INSTRUCTIONS TO FOLLOW
Retype all of the data below word for word, keeping every line in the same order.
──────── EXERCISE DATA
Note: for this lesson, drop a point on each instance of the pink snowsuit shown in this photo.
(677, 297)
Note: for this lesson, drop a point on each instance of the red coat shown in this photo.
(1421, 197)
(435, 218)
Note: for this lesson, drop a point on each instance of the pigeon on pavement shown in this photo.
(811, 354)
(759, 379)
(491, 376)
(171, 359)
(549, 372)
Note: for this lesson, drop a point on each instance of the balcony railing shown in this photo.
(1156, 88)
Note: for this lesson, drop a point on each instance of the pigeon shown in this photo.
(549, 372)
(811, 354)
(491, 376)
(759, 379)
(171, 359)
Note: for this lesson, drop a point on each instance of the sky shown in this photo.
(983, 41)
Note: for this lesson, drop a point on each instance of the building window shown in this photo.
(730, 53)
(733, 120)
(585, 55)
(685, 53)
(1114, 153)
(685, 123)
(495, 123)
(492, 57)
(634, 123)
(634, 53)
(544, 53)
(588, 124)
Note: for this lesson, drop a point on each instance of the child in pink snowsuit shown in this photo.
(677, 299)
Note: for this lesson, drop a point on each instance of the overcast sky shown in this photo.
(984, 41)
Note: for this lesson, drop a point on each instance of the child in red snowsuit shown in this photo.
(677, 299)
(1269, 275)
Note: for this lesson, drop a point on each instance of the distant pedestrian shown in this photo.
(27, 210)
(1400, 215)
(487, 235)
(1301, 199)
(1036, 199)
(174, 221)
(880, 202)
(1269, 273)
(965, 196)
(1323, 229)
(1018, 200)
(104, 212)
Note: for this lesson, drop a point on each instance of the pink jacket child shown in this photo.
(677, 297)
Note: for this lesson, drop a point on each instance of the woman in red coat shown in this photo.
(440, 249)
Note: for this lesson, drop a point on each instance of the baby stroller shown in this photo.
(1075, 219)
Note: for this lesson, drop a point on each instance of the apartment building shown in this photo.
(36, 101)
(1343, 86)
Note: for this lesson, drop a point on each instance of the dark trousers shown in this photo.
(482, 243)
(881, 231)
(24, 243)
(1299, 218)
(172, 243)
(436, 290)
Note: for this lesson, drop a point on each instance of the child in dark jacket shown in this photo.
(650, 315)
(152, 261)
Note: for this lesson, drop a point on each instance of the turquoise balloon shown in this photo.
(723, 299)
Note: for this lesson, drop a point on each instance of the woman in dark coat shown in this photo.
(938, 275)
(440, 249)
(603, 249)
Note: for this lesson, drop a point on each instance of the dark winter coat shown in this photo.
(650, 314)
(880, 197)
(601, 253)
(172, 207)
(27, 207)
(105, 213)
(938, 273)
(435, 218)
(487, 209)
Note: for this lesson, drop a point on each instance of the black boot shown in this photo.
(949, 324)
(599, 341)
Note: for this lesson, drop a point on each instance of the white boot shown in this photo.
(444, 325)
────────────────
RESULT OF THIS EXERCISE
Note: for this lesson, drop a point on each instance of the pink snowsuit shown in this photo.
(677, 297)
Note: for this lesson, drop a point on each instance of the red coat shown in this photo.
(1421, 197)
(435, 218)
Note: for this lesson, drop a point on each instance of the pigeon on pavement shown in this photo.
(811, 354)
(759, 379)
(491, 376)
(171, 359)
(549, 372)
Note: for this lesson, drop a point on each instance of the balcony railing shown in this photo.
(1156, 88)
Note: for this lesson, drop a point on each instance of the pigeon shown in this photo.
(549, 372)
(811, 354)
(491, 376)
(759, 379)
(171, 359)
Note: for this lesson, drop a point on each instance of the sky shown in this photo.
(983, 41)
Note: for this lesson, drop a point on each instance of the building window shown in this photo.
(730, 53)
(733, 120)
(585, 55)
(685, 53)
(1114, 153)
(685, 123)
(495, 123)
(492, 57)
(634, 123)
(634, 53)
(544, 53)
(588, 124)
Note: for this lesson, drop a point on each instance of the child in pink snowsuit shown in this photo.
(677, 299)
Note: for this lesson, drop a point on each instance of the overcast sky shown in this photo.
(984, 41)
Note: for this lesson, drop a point on each instance of the child in red snowsuit shown in this photo.
(677, 299)
(1269, 275)
Note: for this lesson, drop a point on each instance of the distant pedestrian shown in this photo.
(27, 210)
(1400, 215)
(487, 235)
(1301, 199)
(1036, 199)
(174, 221)
(880, 202)
(1269, 273)
(965, 196)
(1323, 229)
(1018, 200)
(104, 212)
Note: for this lesson, drop a point on each instance of the pink jacket child shown in this photo.
(677, 297)
Note: for this lesson, drop a point on each instance of the woman in red coat shown in this photo.
(440, 249)
Note: for this lesson, drop a point on each instance of the baby stroller shown in this photo.
(1075, 219)
Note: for this lesson, drop a point on each instance of the apartment building shown in this photo.
(36, 101)
(1343, 86)
Note: for this lesson, drop a point on each instance of the dark trousers shown in this photo.
(482, 243)
(881, 231)
(24, 243)
(1299, 218)
(172, 243)
(436, 290)
Note: for this lesson, drop a point on each instance of the child in dark jacket shown in this photo.
(650, 315)
(152, 261)
Note: for this lesson, drop a point on each instance of the turquoise balloon shown in this photo.
(723, 299)
Note: for this lesson, drop a point on each instance of the woman in dark coat shown in this photo.
(938, 275)
(440, 249)
(603, 249)
Note: for this lesson, drop a point on each instance of the dark winter coat shown in this photo.
(650, 314)
(880, 197)
(601, 253)
(172, 207)
(27, 207)
(105, 213)
(938, 273)
(435, 218)
(487, 209)
Note: for this lesson, drop a point on each instance of the black boot shown in this photo.
(949, 324)
(599, 341)
Note: for this lesson, drop a point on each instance of the white boot shown in this photo.
(444, 325)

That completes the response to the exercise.